Text passage.
################

I’ve worn this shirt loads and now wonder why I hadn’t got round to making it earlier, I have had the pattern since October! I’ve made a second already, and am planning a third to happen pretty soon!
After making a pair about 2-3 years ago, I’ve finally made another pair of the Lander Pants, pattern by True Bias. It’s not been an intentional delay – I just needed the right fabric! My 3m purchase of the cotton/linen twill from Fabworks back in March was the perfect buy, and I knew I had a candidate for another pair of these trousers.
I’d made the size 12 the last time – but in a stretch denim – so needed to take them in to get the right fit. This time I went with the 12 again, but was prepared to have to possibly tweak in the plus side this time! I cut the pocket linings from a piece of leftover print cotton in the stash, and kept all the topstitching simple and in the same colour as the fabric.
The outer leg seam is the one with the 2.5cm seam allowance, enabling a good chance at getting the fit tweaked over the hip and into the waist. I started with half of that, 1.25cm all the way down and tried the pants on. To my surprise, I realised I could take in the entire seam allowance again, from the top! So I popped it under the needle and stitched the 2.5cm allowance. It still fitted just fine! There was the right amount of snugness over the hip and tummy, the front crotch area had no lines and the back was ok too! Miracles!! So I popped the waistband on and voila!
I honestly expected to need more room than that, but they are comfortably snug, and only slightly loosen during the day with sitting and wandering about the house! (Still not really going anywhere) For the length, I needed to loose 9cm… So I turned up a 4.5cm hem twice – sorted! It gives a nice heavy weight to the hem, keeping the width of the trousers in place.
I’m loving these, definitely needed another pair, and the blue is perfect. These pants are going to be a great addition to the spring/autumn as well as winter wardrobes. Might even keep them out during the summer, for those definitely inclement rainy British “summer” days. And, given how delayed spring has been here in the UK this year, these trousers have been a properly good addition the my wardrobe!
The eternal question for sewists – or at least one of them – is this: How do you get a nice sharp corner on collars and cuffs. Include waistbands, lined pockets and jacket revers with notched collars. Here’s the method I use, it involves no cutting of angles at the corner, which just makes a weaker point. I learnt this technique at a tailoring course, many years ago, and it’s worked for me! I’m going to demonstrate by using one of the cuffs made for the Olya Shirt. Please excuse my fluffy ironing board, and un-edited photos!

################

Records shown.

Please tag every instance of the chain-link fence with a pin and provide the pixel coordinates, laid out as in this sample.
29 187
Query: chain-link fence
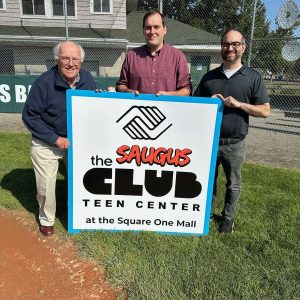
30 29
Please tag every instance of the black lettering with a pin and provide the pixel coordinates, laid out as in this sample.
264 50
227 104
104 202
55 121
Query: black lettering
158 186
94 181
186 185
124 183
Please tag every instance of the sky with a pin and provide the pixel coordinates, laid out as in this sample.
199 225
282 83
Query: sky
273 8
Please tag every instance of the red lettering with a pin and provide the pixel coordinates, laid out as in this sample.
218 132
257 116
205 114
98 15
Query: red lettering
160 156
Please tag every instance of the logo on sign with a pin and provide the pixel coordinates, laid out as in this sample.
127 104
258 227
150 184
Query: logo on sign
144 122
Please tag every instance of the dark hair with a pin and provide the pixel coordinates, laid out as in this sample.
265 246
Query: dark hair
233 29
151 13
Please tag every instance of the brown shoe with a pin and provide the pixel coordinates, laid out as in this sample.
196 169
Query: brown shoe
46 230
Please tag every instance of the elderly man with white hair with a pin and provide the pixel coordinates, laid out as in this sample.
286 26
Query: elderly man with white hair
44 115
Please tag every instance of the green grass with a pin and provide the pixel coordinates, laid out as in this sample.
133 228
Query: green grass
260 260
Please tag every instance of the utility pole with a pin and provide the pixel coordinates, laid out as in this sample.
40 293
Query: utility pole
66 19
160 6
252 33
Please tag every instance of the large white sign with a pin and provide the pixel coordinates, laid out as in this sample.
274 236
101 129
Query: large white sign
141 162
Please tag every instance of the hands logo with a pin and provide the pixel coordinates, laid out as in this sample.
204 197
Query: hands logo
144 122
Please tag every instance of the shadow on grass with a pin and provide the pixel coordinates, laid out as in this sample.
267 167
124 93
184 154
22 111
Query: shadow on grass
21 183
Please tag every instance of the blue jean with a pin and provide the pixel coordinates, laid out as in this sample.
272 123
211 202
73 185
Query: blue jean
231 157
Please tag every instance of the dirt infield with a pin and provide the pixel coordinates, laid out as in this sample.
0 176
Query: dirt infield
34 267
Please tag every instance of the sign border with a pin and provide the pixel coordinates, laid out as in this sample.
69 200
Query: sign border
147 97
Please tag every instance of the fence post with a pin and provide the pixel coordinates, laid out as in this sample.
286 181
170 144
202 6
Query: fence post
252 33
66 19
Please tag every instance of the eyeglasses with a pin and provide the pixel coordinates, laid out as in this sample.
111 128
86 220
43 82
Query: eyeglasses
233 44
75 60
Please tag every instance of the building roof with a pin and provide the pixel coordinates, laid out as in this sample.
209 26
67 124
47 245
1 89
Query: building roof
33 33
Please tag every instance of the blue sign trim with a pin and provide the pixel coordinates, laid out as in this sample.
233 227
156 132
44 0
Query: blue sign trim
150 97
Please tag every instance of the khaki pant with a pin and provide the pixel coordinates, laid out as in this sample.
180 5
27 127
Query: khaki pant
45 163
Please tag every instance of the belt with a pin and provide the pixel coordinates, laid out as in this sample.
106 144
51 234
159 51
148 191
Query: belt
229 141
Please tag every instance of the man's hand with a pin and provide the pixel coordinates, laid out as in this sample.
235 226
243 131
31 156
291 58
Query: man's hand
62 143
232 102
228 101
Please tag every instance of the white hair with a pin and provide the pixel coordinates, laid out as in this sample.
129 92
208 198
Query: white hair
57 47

################

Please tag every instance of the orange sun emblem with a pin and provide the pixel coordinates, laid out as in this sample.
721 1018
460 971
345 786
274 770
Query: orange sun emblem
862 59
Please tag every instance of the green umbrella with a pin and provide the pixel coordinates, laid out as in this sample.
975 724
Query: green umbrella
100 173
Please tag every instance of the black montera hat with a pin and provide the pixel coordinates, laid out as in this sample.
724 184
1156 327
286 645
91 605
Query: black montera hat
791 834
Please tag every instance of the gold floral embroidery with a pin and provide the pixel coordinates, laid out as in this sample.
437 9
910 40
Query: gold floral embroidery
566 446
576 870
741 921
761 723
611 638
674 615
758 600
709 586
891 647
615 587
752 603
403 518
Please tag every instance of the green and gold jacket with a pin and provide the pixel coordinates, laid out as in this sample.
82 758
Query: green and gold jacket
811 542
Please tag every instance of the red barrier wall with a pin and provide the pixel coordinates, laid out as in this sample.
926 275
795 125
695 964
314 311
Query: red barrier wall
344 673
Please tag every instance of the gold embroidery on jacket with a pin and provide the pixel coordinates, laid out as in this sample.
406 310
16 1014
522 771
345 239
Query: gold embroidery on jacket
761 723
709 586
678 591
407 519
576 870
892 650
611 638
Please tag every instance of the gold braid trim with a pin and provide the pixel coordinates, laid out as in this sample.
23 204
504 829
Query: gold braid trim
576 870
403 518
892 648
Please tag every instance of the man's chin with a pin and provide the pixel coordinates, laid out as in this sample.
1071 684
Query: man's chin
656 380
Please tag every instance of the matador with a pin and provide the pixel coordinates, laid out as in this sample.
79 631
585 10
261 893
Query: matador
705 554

################

The tasks.
1) In the sewing post, why did the writer turn up a 4.5cm hem twice on the new Lander Pants?
2) Pull out every line of the entries that contains the string "logo".

Expected answers.
1) The trousers needed to lose 9cm of length, so turning up 4.5cm twice took off exactly that amount. The double hem also gives the hem a nice heavy weight, which keeps the width of the trousers in place.

2)
Please tag every instance of the logo on sign with a pin and provide the pixel coordinates, laid out as in this sample.
Query: logo on sign
Please tag every instance of the hands logo with a pin and provide the pixel coordinates, laid out as in this sample.
Query: hands logo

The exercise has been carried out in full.